__PROBLEMS TO WORK ON__
(a) In the text about Edwin's short-selling calls, which years did he self-report results for?
(b) From the text on Edwin's short-selling calls, print the part that opens with the words containing "In a nutshell, Edwin" and closes with "per my investigation.".
(c) Go on with the text about Edwin's short-selling calls from the point where it stops.

In hindsight, much of his success can be attributed to no-brainer calls.  In fact, I dabbled in Chinese stocks and SPACs before coming to the same conclusions – although mine were long versus short positions.  During this early period, his self-reported results weren’t too shabby – as far as they go.  Short campaigns generally have a finite goal – an imbalance based on financials, operational metrics and/or valuation.  Rarely are they open-ended or calendar-based as his results portray.  Costs associated with his calls are not reflected – both borrowing and carrying.  Notably, he doesn’t even reference the short interest his selections have or the level of difficulty in obtaining shares to borrow.

In a nutshell, Edwin has a knack for identifying a position but closing or rolling it is left to the subscriber.  He self-reported results in 2021 and 2022 with the report card being:

This only reflects deep dives for paying customers, although mentions/criticisms across the entire platform don’t significantly alter these numbers per my investigation.

__DATA SECTION__

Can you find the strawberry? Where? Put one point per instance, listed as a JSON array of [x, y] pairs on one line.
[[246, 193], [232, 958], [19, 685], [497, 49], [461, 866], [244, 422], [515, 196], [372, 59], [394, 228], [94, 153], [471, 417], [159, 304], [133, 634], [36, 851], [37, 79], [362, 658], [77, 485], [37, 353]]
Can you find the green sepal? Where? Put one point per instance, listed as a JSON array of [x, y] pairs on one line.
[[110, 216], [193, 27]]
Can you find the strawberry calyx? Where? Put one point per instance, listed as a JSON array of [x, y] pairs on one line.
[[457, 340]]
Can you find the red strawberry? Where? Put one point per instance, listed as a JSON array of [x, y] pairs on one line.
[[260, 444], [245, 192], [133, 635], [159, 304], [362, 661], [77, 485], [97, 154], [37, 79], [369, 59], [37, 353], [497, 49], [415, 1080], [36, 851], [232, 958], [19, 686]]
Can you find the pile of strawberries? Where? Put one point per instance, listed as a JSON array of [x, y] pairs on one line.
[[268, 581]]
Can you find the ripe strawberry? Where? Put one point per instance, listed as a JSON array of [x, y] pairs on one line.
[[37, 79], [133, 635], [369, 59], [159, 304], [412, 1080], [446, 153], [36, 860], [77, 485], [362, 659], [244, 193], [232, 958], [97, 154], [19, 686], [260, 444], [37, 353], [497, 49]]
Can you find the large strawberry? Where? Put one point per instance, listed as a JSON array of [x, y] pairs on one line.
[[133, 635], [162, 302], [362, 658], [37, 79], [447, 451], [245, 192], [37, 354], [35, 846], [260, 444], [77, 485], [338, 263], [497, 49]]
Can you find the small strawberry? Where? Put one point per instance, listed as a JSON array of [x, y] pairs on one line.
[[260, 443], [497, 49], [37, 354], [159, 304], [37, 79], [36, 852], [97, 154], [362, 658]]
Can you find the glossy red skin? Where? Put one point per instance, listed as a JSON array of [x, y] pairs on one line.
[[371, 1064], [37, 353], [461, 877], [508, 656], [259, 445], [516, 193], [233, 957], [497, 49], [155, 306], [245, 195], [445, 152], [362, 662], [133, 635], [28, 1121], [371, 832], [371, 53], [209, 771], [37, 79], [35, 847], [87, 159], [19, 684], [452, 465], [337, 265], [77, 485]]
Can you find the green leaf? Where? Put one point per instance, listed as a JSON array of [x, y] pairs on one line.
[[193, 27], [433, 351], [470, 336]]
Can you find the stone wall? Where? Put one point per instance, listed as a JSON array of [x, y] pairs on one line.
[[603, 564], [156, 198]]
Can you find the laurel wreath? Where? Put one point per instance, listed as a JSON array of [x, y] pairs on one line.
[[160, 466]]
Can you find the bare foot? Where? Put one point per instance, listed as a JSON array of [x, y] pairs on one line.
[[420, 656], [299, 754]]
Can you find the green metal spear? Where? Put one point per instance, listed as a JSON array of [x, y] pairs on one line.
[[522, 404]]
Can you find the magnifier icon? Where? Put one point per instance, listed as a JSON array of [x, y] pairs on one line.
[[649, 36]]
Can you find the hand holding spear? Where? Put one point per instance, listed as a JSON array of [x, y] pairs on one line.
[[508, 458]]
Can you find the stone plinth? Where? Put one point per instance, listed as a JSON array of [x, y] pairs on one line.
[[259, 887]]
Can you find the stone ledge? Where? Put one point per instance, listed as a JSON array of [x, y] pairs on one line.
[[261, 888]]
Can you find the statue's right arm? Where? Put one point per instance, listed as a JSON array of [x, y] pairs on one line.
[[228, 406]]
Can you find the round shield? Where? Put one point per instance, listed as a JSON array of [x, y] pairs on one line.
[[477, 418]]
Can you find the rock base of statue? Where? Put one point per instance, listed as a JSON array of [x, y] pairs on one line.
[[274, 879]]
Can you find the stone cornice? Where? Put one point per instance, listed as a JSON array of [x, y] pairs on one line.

__ANSWERS PER TASK__
(a) 2021 and 2022.

(b)
In a nutshell, Edwin has a knack for identifying a position but closing or rolling it is left to the subscriber.  He self-reported results in 2021 and 2022 with the report card being:

This only reflects deep dives for paying customers, although mentions/criticisms across the entire platform don’t significantly alter these numbers per my investigation.

(c)
His first full year was 2020 but the mentions and deep dives are intermixed as his current format was a work in progress. 

One caveat to the 2020 numbers – he was premature on at least three of the issues by two years.  But being ultimately correct doesn’t necessarily make the short trade profitable.

It was a different story in 2023 and YTD 2024.  A little bit of historical normalcy in the economy doesn’t appear to translate nicely to Bear Cave theses. 

 In case you’re wondering, Edwin’s track record with DGI stocks is abysmal losing 6 of 8 times when reporting against the ones in my portfolio.  The two he won – HSY has commodity pricing constraints (a not reported follow up is under water) and Amalgamated Bank called off a merger. (negatives DGI won, Bear Cave lost)

In summary, our opinion is Edwin’s SCO marketing prowess doesn’t translate into results worthy of the premium subscription fee required ($640 annually).  Hitting his zenith in 2021, it’s been a downhill slog since. Frankly, we’d invest the subscription fee into dividend paying stocks rewarding you via compounding.

Have a good week!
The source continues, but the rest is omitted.